## EXERCISE DESCRIPTION
Please reproduce the material below word for word, keeping every line unchanged.

[START OF STORED DATA]

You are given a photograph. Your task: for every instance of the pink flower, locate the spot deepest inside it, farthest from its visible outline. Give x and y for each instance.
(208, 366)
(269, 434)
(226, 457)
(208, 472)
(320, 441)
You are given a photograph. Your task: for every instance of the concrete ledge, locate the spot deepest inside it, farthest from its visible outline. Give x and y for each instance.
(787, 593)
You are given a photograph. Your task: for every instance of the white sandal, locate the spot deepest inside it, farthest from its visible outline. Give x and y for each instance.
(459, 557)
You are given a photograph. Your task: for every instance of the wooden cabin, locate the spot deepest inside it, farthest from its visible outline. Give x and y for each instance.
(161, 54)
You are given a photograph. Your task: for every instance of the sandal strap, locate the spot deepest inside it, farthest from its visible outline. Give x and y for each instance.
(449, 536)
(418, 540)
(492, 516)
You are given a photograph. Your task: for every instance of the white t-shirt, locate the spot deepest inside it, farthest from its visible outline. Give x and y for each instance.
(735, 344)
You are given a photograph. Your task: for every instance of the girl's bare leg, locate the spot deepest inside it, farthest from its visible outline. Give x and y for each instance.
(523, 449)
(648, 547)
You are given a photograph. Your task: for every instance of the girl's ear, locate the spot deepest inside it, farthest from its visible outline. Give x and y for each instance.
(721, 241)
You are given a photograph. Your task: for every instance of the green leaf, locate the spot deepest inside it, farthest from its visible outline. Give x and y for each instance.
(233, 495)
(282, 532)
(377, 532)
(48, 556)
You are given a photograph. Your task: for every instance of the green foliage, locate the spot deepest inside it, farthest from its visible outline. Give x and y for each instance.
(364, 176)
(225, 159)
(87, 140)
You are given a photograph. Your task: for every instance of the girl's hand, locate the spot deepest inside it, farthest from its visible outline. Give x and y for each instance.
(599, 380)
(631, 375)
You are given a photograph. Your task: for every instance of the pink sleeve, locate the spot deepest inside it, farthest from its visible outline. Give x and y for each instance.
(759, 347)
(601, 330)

[END OF STORED DATA]

## THE SOLUTION
You are given a photograph. Your task: for every instance of the pink flower, locate the spot deepest inside it, farthest from its visible outline. Give x and y for each instance.
(208, 366)
(269, 434)
(226, 457)
(208, 472)
(320, 441)
You are given a photograph. Your task: for every instance of the concrete ledge, locate the spot deepest inside it, farthest from its visible outline. Give x and y for each instance.
(787, 593)
You are given a photograph. Your task: for every instance of the white sandal, locate the spot deepest inside it, farthest from its visible outline. Give x and y for each instance.
(459, 557)
You are given a photograph. Your task: for every instance of the wooden cabin, locate the spot deepest inside it, farthest from its visible outline. Give x and y for each instance.
(161, 54)
You are given a photograph. Your task: for every instance of the sandal strap, locate the spot deepest inside it, farthest from its visible outline. Give x and y for each instance.
(449, 536)
(418, 540)
(492, 516)
You are given a photograph. Your task: for every instance of the white t-shirt, locate the spot deepest inside it, farthest from its visible outline. Give x and y for each instance.
(735, 344)
You are given a photograph. Your task: for every instance of the girl's bare leg, locate the spot deepest inside it, farthest from its visible outline. Give x and y for each instance.
(523, 449)
(648, 547)
You are given a photograph. Your task: for every instance of the girl's ear, locate the spot deepest inside it, farthest from its visible outline. Give x and y for each instance.
(721, 241)
You are given a photograph. Your task: for every instance of the green leaf, locate the spot deepest inside it, farthest from its visible outline. Give x and y for each instance.
(233, 495)
(282, 532)
(377, 532)
(48, 556)
You are given a photograph. Your task: for every instance of the green foliage, locate the spot deepest inside it, farthest from its visible outline. Give x and y for each instance.
(364, 176)
(225, 159)
(87, 140)
You are given a photograph. Your task: for every instance of the girl's hand, locate the spot deepest inside it, farthest from its visible outline. Give x and y for each instance.
(599, 380)
(631, 375)
You are given a photograph. Your task: for every instance of the pink sleeve, locate the spot deepest inside it, farthest from its visible outline. Give x and y for each instance.
(759, 347)
(601, 330)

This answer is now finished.